__What this task involves__: The copy must run from the first line of the entries below through the line containing "target: brass buckle", restated word for word, with pictures left out.

__Task inputs__:

=== Begin Enclosure ===

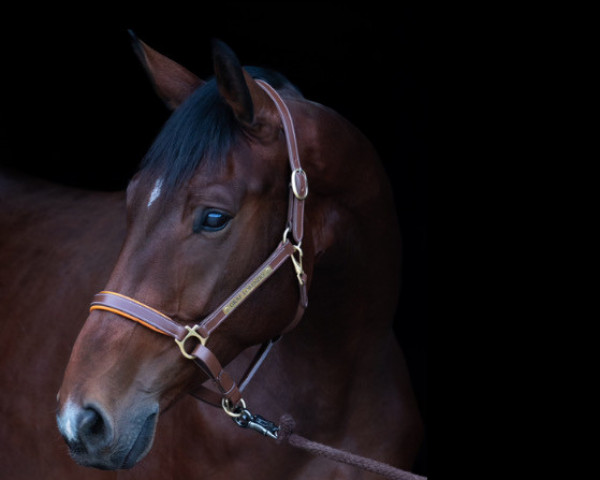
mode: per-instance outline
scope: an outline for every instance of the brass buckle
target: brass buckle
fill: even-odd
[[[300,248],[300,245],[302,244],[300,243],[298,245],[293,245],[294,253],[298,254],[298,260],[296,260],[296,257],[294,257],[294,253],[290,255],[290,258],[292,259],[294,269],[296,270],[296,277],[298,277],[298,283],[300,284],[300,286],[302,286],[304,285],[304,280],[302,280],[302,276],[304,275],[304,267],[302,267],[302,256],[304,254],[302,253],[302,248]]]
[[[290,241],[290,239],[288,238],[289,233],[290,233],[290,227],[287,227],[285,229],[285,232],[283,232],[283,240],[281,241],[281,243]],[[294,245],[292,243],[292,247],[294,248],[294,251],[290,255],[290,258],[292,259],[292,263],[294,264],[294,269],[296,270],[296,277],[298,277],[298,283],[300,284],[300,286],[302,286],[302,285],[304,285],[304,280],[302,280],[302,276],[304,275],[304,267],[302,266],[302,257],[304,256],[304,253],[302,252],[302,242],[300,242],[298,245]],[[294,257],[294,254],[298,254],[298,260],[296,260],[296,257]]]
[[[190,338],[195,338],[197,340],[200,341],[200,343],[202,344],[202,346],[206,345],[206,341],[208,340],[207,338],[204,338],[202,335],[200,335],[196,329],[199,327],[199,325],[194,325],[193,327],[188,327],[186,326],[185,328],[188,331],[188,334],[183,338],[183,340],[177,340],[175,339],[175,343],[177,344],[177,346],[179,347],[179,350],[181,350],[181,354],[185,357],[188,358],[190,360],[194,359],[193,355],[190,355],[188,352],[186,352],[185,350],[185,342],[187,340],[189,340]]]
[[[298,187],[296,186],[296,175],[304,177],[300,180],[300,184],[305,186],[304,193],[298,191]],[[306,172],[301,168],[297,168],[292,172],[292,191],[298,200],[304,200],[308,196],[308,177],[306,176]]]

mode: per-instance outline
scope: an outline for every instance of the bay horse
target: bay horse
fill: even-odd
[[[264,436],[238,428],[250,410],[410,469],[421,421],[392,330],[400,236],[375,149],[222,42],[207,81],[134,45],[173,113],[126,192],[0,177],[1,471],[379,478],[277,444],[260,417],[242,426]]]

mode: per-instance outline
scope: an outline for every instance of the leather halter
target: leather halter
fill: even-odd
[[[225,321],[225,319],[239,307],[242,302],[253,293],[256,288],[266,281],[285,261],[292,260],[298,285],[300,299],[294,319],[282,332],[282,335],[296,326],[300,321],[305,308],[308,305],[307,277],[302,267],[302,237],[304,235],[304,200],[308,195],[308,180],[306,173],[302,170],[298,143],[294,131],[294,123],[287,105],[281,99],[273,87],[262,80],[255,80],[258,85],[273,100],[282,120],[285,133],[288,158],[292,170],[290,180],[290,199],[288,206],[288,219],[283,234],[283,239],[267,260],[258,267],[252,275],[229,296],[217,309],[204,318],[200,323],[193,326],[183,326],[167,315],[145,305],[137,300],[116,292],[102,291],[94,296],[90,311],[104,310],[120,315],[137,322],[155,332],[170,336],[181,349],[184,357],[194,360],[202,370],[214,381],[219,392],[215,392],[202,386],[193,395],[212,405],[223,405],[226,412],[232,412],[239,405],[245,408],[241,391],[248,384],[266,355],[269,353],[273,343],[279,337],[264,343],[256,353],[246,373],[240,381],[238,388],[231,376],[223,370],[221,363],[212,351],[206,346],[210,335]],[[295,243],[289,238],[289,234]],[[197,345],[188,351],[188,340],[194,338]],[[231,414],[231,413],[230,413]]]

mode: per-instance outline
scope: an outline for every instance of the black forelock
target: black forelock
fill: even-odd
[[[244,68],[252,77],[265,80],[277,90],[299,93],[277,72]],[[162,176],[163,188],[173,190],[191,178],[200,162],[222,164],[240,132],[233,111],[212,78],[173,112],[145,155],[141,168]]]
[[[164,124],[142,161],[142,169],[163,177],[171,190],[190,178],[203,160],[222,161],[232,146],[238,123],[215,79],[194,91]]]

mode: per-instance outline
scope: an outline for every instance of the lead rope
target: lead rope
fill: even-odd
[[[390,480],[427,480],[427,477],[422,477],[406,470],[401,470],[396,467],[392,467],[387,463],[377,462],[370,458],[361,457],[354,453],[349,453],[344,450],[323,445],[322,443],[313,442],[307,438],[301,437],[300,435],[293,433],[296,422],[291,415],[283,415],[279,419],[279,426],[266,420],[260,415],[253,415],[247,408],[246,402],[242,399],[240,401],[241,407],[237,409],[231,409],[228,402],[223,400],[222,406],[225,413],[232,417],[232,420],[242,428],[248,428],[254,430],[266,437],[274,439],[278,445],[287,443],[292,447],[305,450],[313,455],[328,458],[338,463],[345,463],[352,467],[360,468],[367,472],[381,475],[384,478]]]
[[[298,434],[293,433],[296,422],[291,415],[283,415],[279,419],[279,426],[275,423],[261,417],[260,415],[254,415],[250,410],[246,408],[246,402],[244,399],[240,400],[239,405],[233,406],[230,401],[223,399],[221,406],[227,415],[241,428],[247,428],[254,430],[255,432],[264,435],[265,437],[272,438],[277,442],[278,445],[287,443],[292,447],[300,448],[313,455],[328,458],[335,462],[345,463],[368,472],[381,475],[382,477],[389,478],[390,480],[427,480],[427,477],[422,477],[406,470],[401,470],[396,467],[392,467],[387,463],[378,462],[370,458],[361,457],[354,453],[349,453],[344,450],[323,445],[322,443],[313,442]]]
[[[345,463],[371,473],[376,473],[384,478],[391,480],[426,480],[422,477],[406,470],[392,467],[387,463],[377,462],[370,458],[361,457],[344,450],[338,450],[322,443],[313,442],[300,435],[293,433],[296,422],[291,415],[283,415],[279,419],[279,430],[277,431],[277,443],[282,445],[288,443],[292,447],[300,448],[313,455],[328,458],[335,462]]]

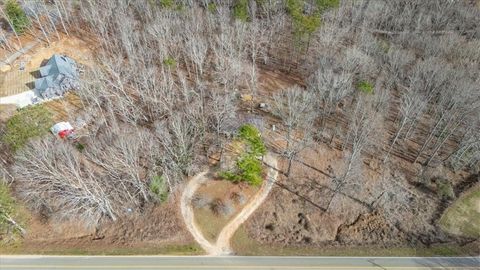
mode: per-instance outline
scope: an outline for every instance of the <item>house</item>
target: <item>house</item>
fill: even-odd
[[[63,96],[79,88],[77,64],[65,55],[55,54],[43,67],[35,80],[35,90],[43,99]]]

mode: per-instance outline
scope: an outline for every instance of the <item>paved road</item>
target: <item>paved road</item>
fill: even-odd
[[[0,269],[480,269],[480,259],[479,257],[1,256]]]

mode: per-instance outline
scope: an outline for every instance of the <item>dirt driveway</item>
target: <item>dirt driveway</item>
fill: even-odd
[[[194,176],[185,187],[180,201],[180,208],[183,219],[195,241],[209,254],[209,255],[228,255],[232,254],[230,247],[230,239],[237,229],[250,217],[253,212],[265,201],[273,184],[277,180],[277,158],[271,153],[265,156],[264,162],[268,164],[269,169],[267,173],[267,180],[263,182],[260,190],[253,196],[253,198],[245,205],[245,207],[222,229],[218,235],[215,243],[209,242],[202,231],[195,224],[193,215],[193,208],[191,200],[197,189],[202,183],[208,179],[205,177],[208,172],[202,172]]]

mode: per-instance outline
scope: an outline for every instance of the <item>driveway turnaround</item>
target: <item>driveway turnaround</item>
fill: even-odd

=== End Enclosure ===

__Response__:
mode: per-instance outline
scope: an outline for every instance of the brass buckle
target: brass buckle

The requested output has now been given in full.